- Text passage:
──────
It is the purpose of this chapter to further protect the environmental
quality in this City by providing for the construction, repair and
reconstruction of wells to the end that the groundwater of this City
will not be polluted or contaminated and that water obtained from
such wells will be suitable for the purpose for which used and will
not jeopardize the health, safety or welfare of the people of this
City, and for the destruction of abandoned wells or wells found to
be public nuisances to the end that such wells will not cause pollution
or contamination of groundwater or otherwise jeopardize the health,
safety or welfare of the people of this City.
(Prior code § 3501; Ord. 364 § 1, 1975)
The following words shall have the meanings provided in this
section:
"Abandoned" and "abandonment"
applies to a well which has not been used for a period of
one year, unless the owner declares in writing, to the Health Officer,
his or her intention to use the well again for supplying water or
other associated purposes (such as an observation well or injection
well) and receives approval of such declaration from the Health Officer.
──────
- Dataset excerpt:
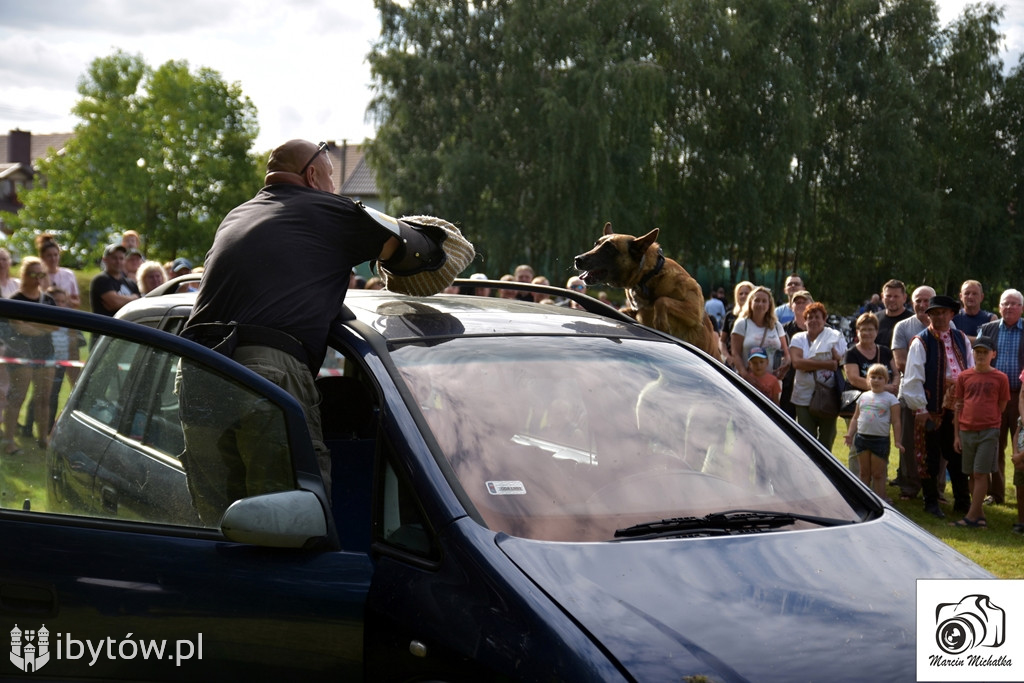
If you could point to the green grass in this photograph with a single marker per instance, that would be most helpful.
(994, 548)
──────
- What to do:
a - Decide whether each statement agrees with the well ordinance, answering yes or no and quoting the deciding words from it. (i) The chapter provides for the destruction of abandoned wells. (ii) A well counts as abandoned after six months without use. (iii) An owner's written declaration of intent to use a well again must be approved by the Health Officer.
b - Reproduce a part of the well ordinance word for word, starting at the words "It is the purpose" and stopping after "of this City.".

- Answers per task:
a -
(i) Yes: "for the destruction of abandoned wells"
(ii) No: "has not been used for a period of one year"
(iii) Yes: "receives approval of such declaration from the Health Officer"

b -
It is the purpose of this chapter to further protect the environmental
quality in this City by providing for the construction, repair and
reconstruction of wells to the end that the groundwater of this City
will not be polluted or contaminated and that water obtained from
such wells will be suitable for the purpose for which used and will
not jeopardize the health, safety or welfare of the people of this
City, and for the destruction of abandoned wells or wells found to
be public nuisances to the end that such wells will not cause pollution
or contamination of groundwater or otherwise jeopardize the health,
safety or welfare of the people of this City.